*Data provided*
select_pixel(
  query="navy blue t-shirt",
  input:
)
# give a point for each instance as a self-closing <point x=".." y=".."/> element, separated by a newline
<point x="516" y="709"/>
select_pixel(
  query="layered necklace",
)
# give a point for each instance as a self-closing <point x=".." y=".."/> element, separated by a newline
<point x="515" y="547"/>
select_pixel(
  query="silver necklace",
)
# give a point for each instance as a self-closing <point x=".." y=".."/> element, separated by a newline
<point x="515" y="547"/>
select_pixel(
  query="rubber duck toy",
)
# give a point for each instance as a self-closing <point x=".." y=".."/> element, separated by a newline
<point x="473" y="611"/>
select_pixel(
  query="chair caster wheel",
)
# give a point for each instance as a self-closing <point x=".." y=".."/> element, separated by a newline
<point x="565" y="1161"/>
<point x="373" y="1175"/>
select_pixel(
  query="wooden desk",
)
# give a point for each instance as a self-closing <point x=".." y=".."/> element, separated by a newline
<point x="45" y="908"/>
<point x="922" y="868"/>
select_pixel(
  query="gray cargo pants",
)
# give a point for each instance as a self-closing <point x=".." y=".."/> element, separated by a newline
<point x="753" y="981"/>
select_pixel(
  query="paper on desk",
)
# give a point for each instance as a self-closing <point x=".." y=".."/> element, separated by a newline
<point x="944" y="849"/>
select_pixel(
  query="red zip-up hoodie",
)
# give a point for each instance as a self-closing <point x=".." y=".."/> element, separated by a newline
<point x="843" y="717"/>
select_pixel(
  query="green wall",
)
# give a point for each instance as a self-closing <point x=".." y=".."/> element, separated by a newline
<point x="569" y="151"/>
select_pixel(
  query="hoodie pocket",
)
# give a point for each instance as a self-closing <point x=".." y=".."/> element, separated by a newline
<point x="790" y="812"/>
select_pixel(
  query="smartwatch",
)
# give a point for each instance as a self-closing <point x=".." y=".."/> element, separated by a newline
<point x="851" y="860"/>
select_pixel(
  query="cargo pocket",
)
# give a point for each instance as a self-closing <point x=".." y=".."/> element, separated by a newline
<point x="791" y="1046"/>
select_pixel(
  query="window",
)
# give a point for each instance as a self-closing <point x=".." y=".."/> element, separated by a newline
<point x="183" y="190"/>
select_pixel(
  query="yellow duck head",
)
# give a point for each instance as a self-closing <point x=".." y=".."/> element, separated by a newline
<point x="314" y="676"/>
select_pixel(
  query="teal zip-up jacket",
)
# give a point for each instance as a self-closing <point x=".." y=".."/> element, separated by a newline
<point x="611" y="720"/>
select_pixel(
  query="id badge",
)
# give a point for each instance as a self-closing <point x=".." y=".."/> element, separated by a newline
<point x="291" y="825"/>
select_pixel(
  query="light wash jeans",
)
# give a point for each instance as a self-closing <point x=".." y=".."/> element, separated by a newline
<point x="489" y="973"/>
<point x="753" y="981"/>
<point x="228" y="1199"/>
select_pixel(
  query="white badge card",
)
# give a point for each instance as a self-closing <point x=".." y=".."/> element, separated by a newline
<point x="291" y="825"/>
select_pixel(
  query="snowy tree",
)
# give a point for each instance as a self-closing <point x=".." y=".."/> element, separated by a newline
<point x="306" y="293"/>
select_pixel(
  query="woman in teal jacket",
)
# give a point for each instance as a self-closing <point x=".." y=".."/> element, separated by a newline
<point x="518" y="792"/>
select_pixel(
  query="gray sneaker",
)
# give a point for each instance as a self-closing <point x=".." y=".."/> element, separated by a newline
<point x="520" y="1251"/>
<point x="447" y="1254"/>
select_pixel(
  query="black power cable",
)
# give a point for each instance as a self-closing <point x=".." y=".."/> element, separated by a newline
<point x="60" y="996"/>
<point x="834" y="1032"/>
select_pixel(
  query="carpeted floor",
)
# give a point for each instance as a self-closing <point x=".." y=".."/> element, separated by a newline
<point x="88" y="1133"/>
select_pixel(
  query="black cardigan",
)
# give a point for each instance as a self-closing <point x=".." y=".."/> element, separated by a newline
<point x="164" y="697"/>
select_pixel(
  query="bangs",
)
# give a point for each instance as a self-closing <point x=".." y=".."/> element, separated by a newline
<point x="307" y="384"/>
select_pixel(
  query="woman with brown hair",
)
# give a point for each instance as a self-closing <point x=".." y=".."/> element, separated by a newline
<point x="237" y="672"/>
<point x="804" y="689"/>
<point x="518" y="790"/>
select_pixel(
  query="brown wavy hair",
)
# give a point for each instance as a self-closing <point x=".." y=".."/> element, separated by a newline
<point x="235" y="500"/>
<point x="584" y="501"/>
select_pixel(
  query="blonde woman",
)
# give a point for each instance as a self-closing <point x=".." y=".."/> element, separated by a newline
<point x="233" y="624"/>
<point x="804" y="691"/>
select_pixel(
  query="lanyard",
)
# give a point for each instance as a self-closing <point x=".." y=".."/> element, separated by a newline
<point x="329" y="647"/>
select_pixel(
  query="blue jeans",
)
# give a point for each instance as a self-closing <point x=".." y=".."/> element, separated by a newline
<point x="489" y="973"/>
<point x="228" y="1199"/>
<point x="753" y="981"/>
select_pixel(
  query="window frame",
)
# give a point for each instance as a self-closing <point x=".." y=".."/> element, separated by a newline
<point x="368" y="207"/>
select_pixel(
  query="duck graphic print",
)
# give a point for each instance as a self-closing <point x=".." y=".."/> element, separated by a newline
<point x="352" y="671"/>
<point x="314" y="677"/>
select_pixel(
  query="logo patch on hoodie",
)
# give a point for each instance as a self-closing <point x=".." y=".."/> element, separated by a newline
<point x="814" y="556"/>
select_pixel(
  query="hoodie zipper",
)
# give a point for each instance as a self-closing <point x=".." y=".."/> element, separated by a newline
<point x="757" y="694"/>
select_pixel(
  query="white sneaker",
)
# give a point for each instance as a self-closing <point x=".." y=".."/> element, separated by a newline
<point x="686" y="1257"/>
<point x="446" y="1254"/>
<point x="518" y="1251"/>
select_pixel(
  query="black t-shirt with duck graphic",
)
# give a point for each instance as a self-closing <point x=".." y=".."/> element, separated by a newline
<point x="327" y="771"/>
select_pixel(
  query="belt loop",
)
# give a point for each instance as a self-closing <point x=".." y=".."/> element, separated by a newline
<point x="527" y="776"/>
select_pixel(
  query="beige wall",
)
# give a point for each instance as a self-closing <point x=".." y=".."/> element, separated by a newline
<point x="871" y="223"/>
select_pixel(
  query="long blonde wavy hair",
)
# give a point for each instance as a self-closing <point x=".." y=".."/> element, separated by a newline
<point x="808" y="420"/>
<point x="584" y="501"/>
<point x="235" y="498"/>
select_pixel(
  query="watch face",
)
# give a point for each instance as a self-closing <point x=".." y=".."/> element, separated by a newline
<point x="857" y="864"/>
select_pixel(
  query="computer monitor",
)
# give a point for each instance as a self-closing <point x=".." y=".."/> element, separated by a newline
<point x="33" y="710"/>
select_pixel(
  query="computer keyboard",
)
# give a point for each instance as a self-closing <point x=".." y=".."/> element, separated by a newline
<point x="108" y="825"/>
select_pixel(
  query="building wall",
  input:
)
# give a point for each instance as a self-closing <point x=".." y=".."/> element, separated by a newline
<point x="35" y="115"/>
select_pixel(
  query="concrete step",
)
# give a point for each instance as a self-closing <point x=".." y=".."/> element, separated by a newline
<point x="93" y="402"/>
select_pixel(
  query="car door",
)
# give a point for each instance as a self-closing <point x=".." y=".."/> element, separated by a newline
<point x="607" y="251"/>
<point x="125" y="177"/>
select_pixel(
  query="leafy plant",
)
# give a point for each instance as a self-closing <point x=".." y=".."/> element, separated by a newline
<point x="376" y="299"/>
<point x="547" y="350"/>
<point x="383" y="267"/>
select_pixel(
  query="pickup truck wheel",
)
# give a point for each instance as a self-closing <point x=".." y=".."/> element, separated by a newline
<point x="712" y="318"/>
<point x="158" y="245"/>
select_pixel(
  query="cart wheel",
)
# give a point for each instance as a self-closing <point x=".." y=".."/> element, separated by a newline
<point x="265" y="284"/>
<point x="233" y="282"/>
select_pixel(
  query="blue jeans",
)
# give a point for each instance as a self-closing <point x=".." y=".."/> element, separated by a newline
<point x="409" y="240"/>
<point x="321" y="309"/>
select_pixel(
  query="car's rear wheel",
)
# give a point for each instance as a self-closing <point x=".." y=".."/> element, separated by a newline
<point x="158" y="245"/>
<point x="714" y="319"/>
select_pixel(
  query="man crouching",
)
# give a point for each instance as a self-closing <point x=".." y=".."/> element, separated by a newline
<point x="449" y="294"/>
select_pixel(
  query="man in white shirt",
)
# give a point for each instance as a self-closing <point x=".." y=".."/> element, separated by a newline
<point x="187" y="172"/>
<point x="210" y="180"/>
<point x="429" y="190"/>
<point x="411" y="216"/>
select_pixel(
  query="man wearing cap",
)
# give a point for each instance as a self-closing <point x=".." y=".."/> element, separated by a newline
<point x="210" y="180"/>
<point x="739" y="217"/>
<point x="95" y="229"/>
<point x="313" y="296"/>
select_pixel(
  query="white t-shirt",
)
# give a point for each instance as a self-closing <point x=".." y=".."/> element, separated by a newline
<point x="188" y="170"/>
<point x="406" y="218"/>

*Given task*
Identify every line in the rows above that contains the word "white", and copy each of those lines. Case counts.

*Correct output*
  query="white badge card",
  query="white sneaker",
  query="man in white shirt",
  query="white t-shirt",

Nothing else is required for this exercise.